─── PROVIDED PASSAGE ───
Hospital partnerships improving patient safety
The Church of Uganda Hospital, Kisiizi, is a 250-bed general hospital in the highlands of south-west Uganda, a 7-hour journey by road from the capital city of Kampala.
Just two years ago, patient safety was an obscure concept that was almost impossible for hospital staff to apply when faced with practical realities. Infection control was extremely challenging at this remote hospital without a reliable supply of alcohol-based hand rub. Dirty laundry was cleaned by hand. Incinerators were not tackling waste safely.
Now, Kisiizi hospital has its own infection control professional, the first in the country, and all staff, including laundry staff and maintenance teams, know what they can do to prevent infection and provide safer care. The Medical Superintendent of the hospital has been recognized by the Ugandan President for hospital-wide efforts in improving patient safety in health services across the country.
Serious problem, rapid action
This rapid transformation has taken place with the support of African Partnerships for Patient Safety (APPS), a WHO programme that has paired 14 African hospitals each with a hospital in England, France or Switzerland.
─── RECORDS SHOWN ───
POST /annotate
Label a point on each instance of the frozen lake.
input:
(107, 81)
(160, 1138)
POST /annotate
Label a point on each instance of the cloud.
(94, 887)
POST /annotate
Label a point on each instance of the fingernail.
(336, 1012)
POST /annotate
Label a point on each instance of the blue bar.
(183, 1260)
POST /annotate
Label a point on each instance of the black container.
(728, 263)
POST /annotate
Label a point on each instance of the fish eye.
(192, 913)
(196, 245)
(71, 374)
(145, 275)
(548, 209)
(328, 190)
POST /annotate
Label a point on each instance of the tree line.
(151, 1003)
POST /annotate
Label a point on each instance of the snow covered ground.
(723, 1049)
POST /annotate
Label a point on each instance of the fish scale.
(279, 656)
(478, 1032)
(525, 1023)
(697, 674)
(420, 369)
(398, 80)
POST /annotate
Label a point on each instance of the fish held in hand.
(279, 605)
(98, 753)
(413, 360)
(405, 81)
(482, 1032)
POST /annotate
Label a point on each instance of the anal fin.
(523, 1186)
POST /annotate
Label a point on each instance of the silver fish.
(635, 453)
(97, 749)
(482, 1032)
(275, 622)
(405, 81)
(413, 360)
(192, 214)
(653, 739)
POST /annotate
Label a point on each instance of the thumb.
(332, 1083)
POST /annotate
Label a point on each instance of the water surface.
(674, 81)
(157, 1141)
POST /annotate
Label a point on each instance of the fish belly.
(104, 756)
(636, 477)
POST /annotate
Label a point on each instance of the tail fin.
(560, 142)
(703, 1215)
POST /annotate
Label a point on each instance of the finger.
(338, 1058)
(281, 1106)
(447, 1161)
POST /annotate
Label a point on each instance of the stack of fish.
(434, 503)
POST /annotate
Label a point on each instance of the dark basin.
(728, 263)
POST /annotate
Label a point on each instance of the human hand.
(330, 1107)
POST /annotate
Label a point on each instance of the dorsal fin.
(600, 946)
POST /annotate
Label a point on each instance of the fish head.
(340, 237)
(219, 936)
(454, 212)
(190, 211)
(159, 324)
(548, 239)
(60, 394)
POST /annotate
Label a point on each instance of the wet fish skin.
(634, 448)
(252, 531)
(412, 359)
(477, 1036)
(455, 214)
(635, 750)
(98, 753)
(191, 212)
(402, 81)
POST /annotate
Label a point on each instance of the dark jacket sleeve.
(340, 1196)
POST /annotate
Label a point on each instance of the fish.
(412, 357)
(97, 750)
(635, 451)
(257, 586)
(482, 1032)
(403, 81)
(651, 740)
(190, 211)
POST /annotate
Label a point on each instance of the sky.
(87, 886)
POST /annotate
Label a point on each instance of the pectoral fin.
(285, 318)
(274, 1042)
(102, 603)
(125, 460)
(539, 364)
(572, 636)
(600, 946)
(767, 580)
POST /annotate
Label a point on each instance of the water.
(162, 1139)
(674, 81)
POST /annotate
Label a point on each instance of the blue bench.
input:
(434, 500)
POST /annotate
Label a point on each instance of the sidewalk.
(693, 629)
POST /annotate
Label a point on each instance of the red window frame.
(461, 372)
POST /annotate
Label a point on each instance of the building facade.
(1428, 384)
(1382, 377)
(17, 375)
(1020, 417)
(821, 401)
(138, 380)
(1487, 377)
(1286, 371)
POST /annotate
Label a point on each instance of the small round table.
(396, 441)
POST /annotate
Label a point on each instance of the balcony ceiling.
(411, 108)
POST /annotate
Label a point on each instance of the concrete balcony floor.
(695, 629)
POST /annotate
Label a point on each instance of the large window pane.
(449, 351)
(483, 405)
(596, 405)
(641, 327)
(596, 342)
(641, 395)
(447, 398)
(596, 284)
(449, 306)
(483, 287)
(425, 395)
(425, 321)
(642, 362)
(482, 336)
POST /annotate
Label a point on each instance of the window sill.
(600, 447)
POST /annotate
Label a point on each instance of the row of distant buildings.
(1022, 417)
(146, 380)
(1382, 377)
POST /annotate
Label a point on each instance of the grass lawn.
───
| WORK ORDER A |
From the passage on Kisiizi hospital, copy the text verbatim, starting with "Serious problem, rapid" and going on through "France or Switzerland.".
| WORK ORDER B |
According to the passage on Kisiizi hospital, how many African hospitals has the APPS programme paired with a hospital in England, France or Switzerland?

| WORKED SOLUTION A |
Serious problem, rapid action
This rapid transformation has taken place with the support of African Partnerships for Patient Safety (APPS), a WHO programme that has paired 14 African hospitals each with a hospital in England, France or Switzerland.

| WORKED SOLUTION B |
14